**Text segment:**
[START]

Live album by Widespread Panic
- Released: November 18, 2011
- Recorded: July 4, 2001
- Genre: Rock, southern rock, jam
- Label: Widespread Records

= Geneva, MN 2001 =

Geneva, MN is a live release by Athens, Georgia's Widespread Panic. These performances were recorded live at Harmony Park Music Garden in Geneva, MN on July 4, 2001. This recording features all original band members including late guitarist Michael Houser.

[END]

**What this exercise asks:**
A: In the Geneva, MN 2001 album page, write out everything from "Geneva, MN is" down to "guitarist Michael Houser.".
B: Translate this sentence from the Geneva, MN 2001 album page into Spanish: "These performances were recorded live at Harmony Park Music Garden in Geneva, MN on July 4, 2001."
C: List every musical genre that the Geneva, MN 2001 album page assigns to the release.

**Segmentation dataset records:**
[START]

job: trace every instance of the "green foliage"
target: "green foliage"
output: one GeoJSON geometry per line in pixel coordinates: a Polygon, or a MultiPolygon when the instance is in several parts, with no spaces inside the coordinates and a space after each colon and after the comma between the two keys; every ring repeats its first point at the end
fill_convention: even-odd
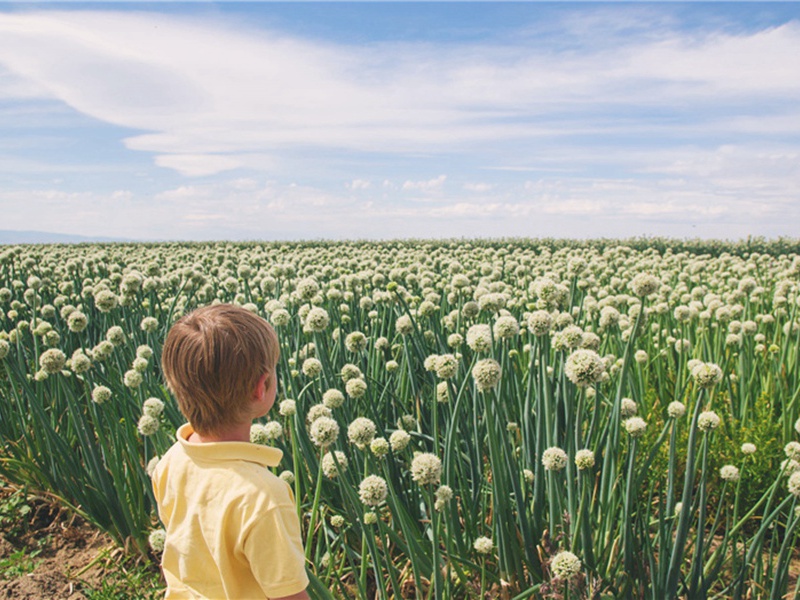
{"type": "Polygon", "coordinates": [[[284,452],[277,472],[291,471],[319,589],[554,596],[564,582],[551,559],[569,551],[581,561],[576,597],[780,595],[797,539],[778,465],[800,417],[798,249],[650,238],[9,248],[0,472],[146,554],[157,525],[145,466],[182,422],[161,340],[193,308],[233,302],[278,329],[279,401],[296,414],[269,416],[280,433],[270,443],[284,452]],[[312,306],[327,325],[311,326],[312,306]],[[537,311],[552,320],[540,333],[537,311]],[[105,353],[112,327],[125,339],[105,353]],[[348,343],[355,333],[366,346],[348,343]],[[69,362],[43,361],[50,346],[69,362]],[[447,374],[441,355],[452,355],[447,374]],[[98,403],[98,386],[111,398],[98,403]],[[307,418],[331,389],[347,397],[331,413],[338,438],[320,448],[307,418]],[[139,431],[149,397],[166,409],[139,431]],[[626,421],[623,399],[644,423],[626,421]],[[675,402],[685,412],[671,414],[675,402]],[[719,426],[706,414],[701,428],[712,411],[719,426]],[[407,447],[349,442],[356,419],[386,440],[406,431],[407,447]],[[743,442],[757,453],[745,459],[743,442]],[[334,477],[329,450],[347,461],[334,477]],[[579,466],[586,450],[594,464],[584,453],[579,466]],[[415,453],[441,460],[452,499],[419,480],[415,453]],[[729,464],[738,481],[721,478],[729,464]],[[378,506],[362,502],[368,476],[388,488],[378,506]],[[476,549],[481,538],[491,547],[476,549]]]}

[END]
[START]

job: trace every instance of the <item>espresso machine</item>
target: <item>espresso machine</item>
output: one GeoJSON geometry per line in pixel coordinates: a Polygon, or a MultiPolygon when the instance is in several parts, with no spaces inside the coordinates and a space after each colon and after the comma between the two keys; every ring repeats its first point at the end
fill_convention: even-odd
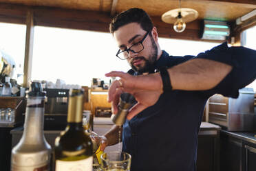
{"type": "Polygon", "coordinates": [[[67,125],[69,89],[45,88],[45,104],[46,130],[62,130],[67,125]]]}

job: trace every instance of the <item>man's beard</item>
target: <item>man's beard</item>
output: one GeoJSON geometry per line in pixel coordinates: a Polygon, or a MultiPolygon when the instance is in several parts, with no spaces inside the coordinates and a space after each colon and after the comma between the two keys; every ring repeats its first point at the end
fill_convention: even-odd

[END]

**Answers in order:**
A:
Geneva, MN is a live release by Athens, Georgia's Widespread Panic. These performances were recorded live at Harmony Park Music Garden in Geneva, MN on July 4, 2001. This recording features all original band members including late guitarist Michael Houser.

B: Estas actuaciones se grabaron en directo en Harmony Park Music Garden en Geneva, MN, el 4 de julio de 2001.

C: Rock, southern rock, jam